::: Trecho selecionado

Tem ar de coisa antiga, dado iluminar o passado remoto da Terra e os segredos de espécies vegetais e animais já extintas, mas há novidade em estado bruto: pesquisadores brasileiros despontam, hoje, no panteão da paleontologia. É resultado do casamento do solo fértil, em bacias sedimentares, e ciência de excelência, finalmente respeitada internacionalmente. A estrela em ascensão é Antônio Álamo Feitosa Saraiva, professor da Universidade Regional do Cariri, no Ceará. Ele acaba de receber o prestigiadíssimo prêmio Morris F. Skinner, concedido por suas investigações na Bacia do Araripe, uma região agora conhecida globalmente pela diversidade de fósseis, plantas, insetos e até raros dinossauros, como o pterossauro voador Tapejara navigans. “Nunca, nem em meus sonhos mais ousados, imaginei ser escolhido para receber uma honraria deste tamanho”, disse a VEJA.

::::::

→ Ação necessária A:
Responda às perguntas abaixo com base no trecho sobre paleontologia.
(i) Em que universidade Antônio Álamo Feitosa Saraiva é professor?
(ii) Qual prêmio ele acaba de receber?
(iii) A que publicação ele deu a declaração citada no final?
→ Ação necessária B:
Indique se cada afirmação abaixo está de acordo com o trecho, respondendo sim ou não e citando as palavras do trecho que decidem a questão.
(i) Saraiva leciona em uma universidade do Ceará.
(ii) Saraiva afirma que sempre esperou ser escolhido para o prêmio.
(iii) O prêmio foi concedido por pesquisas na Bacia do Paraná.
As linhas a seguir provêm de outra fonte e não têm relação com o trecho.

::: Dados do exercício

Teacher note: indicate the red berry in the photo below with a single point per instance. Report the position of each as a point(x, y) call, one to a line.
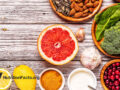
point(113, 73)
point(117, 87)
point(117, 64)
point(116, 83)
point(116, 76)
point(112, 78)
point(117, 72)
point(113, 65)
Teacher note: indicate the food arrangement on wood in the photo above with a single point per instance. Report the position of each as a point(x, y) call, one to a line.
point(58, 45)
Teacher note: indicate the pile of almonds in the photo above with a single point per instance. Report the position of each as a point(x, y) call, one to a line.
point(82, 8)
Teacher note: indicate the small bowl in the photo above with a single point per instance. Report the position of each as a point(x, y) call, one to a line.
point(63, 82)
point(76, 19)
point(103, 70)
point(97, 43)
point(78, 70)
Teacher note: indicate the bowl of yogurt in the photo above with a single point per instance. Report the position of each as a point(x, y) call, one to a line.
point(82, 79)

::::::

→ Resposta A:
(i) Na Universidade Regional do Cariri, no Ceará.
(ii) O prêmio Morris F. Skinner.
(iii) À VEJA.

→ Resposta B:
(i) Sim: "professor da Universidade Regional do Cariri, no Ceará".
(ii) Não: "Nunca, nem em meus sonhos mais ousados, imaginei ser escolhido para receber uma honraria deste tamanho".
(iii) Não: "concedido por suas investigações na Bacia do Araripe".